• What needs to be done: Using the records below, locate all lines containing "escalator" and return them.
--- Records supplied Enclosed Below ---
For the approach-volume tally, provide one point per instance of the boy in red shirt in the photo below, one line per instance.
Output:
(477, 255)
--- End of Enclosed Records supplied ---
--- Records supplied Enclosed Below ---
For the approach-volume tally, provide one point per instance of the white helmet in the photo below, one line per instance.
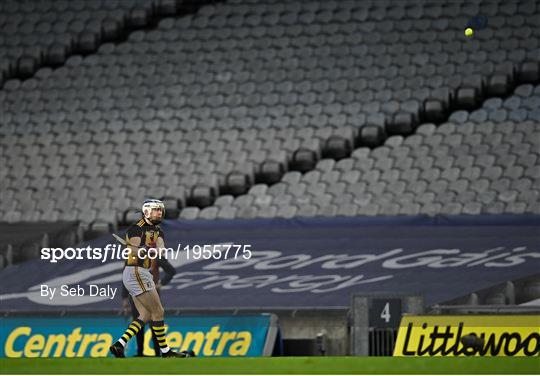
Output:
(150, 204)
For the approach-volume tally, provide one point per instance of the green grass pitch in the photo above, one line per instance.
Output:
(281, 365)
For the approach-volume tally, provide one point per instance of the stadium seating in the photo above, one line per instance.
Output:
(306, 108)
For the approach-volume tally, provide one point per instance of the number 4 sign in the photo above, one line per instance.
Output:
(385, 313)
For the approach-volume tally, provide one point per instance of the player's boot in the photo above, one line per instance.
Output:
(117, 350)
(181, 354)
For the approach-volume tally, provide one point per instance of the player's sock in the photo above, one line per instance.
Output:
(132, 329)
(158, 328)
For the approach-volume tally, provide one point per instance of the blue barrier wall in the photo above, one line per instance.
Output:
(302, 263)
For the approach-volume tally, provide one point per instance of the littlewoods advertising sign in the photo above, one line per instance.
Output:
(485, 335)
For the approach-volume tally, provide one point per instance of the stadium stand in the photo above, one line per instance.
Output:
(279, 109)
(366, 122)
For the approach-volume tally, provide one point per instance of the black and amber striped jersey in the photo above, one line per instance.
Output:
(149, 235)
--- End of Enclosed Records supplied ---
--- Records supplied Enclosed Below ---
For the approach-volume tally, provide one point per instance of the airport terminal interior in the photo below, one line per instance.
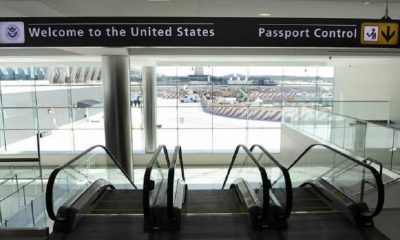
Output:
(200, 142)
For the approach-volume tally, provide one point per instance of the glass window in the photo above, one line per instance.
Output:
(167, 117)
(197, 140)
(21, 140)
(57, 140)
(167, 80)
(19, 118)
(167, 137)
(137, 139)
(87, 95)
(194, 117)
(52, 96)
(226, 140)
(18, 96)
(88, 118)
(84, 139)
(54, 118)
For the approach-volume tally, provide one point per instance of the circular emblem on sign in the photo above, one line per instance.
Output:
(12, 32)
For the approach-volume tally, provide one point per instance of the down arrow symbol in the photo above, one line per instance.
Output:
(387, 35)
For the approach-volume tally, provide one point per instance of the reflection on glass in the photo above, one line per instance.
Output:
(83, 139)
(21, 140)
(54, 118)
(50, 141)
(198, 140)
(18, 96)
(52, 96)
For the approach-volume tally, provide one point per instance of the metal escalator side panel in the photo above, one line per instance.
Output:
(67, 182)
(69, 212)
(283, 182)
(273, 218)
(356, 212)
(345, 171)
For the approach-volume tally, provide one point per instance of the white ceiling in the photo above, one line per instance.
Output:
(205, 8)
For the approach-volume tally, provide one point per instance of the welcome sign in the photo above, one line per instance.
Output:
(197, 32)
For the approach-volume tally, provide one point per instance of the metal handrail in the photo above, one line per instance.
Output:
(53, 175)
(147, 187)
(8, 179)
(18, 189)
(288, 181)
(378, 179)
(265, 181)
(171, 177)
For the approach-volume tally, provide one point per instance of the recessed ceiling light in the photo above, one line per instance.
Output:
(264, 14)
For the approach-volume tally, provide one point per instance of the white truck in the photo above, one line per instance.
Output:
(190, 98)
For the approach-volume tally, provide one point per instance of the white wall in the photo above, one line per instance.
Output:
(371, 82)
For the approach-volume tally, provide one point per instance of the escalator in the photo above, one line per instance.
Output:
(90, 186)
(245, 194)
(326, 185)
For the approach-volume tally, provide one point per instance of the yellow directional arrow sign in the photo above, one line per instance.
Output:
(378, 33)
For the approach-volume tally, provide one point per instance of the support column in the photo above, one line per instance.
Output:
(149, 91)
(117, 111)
--- End of Enclosed Records supplied ---
• Expected answer:
For the approach-volume tally, provide one point per instance of the metal escalator side panel in the photo above, one line per instance.
For the approach-volume tally, provide one point per instance of the escalator in the photo above, one line per instance.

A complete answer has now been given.